WHAT YOU WILL DO
Please return the part of the items below that opens with the line containing "of the concrete" and closes with the line containing "[[20, 197], [240, 198]]". Copy every line of it unchanged, including both end lines.

THE RECORDS
◆ ◆ ◆ ◆ ◆ ◆ ◆
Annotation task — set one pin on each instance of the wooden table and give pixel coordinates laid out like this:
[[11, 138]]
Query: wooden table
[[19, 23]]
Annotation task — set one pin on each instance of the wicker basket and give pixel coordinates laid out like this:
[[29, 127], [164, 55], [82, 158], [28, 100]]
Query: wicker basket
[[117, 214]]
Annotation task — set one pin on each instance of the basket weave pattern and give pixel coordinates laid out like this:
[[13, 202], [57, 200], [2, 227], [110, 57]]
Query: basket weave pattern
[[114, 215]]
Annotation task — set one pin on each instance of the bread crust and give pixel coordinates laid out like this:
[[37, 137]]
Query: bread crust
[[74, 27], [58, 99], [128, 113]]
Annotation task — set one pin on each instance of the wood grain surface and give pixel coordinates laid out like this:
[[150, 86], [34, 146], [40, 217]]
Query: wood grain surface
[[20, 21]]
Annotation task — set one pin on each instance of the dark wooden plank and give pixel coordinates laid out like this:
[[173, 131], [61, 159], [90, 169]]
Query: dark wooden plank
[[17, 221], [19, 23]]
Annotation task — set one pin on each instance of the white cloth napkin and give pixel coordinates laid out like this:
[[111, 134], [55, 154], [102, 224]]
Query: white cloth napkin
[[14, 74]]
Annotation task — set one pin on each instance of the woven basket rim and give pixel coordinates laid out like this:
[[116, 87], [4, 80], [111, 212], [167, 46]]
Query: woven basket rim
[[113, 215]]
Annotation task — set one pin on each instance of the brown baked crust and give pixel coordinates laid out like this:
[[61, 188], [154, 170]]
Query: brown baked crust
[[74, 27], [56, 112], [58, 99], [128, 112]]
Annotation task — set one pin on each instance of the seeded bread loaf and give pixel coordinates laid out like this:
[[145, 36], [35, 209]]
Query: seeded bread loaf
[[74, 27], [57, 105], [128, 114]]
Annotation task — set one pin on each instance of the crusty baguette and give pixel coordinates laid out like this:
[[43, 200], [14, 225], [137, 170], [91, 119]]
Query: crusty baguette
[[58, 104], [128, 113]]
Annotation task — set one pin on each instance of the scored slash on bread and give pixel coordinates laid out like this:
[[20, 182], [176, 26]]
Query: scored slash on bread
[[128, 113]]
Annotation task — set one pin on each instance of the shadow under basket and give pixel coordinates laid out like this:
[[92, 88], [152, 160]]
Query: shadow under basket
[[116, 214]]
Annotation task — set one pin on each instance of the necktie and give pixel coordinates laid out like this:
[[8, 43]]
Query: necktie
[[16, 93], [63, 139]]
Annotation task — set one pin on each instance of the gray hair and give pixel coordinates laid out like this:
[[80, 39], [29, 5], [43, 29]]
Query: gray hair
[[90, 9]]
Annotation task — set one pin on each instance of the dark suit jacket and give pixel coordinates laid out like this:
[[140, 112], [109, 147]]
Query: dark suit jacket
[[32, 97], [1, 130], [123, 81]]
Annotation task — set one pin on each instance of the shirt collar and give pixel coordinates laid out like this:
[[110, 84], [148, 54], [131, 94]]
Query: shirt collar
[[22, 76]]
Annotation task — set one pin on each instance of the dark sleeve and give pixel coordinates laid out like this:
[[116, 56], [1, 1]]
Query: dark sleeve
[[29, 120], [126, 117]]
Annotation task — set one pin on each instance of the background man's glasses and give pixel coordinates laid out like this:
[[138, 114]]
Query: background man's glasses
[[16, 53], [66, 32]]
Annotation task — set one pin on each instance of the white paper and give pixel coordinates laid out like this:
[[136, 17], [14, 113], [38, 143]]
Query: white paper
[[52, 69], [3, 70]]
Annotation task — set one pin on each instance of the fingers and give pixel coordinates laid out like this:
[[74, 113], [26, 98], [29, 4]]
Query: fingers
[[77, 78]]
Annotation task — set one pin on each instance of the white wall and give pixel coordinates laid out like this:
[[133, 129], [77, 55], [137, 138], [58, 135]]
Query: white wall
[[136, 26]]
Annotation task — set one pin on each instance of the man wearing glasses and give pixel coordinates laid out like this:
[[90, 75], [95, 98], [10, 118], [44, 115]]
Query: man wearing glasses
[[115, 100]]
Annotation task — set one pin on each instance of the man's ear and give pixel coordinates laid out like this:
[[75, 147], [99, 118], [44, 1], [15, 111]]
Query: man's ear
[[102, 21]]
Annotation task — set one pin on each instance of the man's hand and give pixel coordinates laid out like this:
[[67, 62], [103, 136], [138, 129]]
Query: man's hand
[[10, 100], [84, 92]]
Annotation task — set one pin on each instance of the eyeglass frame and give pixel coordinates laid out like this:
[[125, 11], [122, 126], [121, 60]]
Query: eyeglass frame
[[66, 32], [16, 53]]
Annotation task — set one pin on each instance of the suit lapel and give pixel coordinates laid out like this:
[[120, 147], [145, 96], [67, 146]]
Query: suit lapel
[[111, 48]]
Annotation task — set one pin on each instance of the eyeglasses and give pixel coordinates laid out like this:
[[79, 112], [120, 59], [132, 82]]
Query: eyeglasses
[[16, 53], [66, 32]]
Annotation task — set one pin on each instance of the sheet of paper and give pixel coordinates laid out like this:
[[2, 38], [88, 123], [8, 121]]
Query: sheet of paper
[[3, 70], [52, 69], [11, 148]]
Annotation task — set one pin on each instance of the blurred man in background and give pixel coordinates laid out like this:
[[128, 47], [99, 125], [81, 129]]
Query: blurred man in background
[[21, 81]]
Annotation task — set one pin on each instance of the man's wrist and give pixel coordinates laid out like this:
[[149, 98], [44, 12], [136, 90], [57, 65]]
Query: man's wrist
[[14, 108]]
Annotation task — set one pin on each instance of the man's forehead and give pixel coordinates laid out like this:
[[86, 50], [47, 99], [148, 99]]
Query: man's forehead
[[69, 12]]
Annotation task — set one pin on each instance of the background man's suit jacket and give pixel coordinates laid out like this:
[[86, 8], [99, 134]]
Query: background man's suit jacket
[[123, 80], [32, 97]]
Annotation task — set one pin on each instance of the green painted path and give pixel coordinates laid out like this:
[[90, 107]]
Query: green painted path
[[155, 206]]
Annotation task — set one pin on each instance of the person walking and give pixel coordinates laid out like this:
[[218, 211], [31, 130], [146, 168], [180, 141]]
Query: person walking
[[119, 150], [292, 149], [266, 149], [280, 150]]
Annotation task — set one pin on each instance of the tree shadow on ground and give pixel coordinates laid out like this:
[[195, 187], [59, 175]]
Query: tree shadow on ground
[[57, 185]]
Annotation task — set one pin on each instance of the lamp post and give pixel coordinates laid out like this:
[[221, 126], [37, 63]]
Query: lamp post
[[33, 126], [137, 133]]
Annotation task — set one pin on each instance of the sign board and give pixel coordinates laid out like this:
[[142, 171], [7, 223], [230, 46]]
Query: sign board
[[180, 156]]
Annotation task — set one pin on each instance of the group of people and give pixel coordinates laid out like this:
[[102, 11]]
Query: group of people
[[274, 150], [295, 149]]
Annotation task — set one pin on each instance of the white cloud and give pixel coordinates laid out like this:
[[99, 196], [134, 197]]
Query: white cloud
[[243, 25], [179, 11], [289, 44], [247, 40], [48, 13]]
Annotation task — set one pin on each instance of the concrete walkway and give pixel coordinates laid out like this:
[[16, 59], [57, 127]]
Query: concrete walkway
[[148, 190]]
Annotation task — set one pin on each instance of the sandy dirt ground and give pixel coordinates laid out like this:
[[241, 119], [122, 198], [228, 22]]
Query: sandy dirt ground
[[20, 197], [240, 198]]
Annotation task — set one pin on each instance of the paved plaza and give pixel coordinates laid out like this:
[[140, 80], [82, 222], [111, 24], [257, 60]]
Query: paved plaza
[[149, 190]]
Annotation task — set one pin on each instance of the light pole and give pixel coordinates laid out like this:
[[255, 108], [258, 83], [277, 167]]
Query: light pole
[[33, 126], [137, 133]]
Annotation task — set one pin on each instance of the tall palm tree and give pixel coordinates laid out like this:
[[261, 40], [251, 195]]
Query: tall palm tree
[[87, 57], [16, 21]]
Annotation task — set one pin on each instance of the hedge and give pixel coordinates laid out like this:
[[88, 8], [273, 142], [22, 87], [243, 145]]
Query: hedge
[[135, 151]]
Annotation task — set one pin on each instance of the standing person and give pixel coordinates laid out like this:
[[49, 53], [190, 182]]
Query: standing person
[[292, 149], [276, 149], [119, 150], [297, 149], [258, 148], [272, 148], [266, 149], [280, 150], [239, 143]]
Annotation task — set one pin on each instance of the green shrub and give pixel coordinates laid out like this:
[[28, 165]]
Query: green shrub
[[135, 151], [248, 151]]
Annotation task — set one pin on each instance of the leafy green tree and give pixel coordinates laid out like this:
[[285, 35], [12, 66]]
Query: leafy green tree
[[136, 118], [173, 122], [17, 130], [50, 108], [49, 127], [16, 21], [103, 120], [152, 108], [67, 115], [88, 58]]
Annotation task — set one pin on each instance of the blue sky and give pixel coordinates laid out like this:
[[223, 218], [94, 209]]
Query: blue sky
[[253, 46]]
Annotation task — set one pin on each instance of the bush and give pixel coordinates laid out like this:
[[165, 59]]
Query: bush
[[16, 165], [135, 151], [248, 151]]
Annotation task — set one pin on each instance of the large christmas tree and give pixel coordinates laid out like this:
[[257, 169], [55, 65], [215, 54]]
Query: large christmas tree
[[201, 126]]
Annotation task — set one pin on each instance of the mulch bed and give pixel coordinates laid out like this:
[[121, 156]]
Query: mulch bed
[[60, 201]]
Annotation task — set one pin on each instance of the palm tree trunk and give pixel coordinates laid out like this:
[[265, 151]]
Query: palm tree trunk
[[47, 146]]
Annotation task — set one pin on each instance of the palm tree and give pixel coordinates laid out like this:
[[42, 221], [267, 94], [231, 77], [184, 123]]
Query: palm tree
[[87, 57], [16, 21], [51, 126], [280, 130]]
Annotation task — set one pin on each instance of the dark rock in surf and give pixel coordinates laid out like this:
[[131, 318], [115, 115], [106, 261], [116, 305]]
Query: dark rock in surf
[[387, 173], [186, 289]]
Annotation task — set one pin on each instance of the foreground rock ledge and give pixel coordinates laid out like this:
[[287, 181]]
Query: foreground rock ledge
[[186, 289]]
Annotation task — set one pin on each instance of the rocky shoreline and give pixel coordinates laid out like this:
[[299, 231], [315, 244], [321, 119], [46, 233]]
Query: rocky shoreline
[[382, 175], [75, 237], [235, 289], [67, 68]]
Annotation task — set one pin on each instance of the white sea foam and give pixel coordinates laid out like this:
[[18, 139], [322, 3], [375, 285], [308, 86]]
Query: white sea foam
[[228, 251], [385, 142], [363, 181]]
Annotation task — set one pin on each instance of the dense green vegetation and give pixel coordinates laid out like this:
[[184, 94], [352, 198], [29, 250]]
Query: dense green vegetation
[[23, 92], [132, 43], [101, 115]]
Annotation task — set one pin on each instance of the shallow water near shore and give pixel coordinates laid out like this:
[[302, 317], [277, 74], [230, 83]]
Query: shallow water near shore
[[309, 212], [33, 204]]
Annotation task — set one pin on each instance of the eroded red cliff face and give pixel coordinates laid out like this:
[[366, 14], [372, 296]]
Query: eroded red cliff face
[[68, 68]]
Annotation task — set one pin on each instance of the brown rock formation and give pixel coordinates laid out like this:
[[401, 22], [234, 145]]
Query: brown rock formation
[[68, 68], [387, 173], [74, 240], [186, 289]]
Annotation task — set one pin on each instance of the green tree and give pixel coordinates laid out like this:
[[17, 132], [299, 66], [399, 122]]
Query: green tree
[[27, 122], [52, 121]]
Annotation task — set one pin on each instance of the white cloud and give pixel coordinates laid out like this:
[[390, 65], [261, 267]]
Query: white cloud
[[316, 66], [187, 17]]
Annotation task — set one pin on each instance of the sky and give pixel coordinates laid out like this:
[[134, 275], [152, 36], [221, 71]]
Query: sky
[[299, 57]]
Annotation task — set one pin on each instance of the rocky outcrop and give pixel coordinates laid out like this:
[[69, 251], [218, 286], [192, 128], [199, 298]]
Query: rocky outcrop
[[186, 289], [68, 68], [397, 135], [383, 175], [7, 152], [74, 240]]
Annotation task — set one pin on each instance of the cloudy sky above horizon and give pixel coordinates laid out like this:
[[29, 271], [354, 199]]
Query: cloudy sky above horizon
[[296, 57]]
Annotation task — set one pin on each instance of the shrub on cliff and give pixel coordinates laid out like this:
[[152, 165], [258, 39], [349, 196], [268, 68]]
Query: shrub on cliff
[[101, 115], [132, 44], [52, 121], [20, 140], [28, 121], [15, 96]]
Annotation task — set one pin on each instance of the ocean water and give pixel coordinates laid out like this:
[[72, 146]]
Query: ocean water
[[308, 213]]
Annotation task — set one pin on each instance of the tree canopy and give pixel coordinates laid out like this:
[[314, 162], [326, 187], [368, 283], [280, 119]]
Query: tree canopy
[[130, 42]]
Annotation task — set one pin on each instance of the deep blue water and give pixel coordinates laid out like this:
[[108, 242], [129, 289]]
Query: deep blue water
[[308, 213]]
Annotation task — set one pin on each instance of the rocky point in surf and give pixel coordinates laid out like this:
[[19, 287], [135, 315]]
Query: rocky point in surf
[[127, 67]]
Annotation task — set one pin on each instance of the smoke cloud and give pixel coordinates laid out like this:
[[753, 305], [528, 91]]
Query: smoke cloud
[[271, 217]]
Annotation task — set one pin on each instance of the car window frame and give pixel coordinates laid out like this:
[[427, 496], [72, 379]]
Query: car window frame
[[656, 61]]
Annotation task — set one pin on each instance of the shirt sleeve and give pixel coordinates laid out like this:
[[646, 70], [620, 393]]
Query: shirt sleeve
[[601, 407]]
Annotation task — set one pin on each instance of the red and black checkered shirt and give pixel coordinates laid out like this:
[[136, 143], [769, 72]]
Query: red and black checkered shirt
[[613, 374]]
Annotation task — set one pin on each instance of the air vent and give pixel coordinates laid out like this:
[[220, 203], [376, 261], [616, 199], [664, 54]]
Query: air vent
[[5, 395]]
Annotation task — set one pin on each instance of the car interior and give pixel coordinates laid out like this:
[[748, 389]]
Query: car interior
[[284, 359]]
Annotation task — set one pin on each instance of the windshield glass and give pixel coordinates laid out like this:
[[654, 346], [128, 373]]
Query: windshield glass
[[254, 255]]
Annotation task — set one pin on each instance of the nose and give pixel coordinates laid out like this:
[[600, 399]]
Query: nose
◆ ◆ ◆ ◆ ◆ ◆ ◆
RESULT BELOW
Annotation task — set one pin on each instance of the concrete walkway and give pixel coordinates laid out like this:
[[16, 59], [57, 127]]
Query: concrete walkway
[[148, 190]]
Annotation task — set one pin on each instance of the sandy dirt ground and give pixel coordinates laid out like this:
[[241, 119], [122, 198], [228, 22]]
Query: sandy dirt ground
[[20, 197], [240, 198]]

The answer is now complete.